Directions:
Each line from the one that contains "of the vanity" to the end of the entries must be copied word for word, and only those lines.

[Records shown — start]

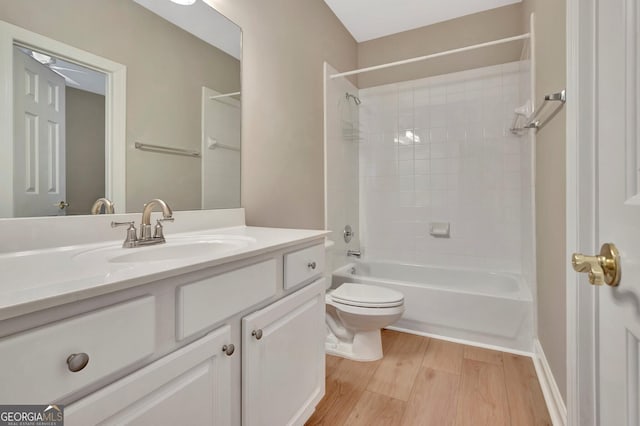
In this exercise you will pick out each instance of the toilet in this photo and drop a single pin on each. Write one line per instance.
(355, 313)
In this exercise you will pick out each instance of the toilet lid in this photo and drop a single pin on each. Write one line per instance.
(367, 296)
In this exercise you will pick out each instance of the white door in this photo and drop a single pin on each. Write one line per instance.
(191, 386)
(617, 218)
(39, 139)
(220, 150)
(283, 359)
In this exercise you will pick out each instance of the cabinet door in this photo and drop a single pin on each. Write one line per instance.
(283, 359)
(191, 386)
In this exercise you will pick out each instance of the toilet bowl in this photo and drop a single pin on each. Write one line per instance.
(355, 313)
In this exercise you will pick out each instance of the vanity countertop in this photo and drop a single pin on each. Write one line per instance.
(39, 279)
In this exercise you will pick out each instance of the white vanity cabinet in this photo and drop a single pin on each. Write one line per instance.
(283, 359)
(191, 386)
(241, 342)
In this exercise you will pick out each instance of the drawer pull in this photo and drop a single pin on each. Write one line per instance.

[Records shown — finish]

Answer to this task:
In this exercise you will pick out each instance of the vanity countertop in this photo and drop a single pin on each. Write one line per instance.
(39, 279)
In this exercise you will pick out each instance of the white vanity cabinet in this photo and drop a single pin on each. Write one line per instance.
(283, 359)
(191, 386)
(241, 342)
In this exercise you will pick out each instance of the drawer pull in this photo and drop a single pin on each. Write one line per instance.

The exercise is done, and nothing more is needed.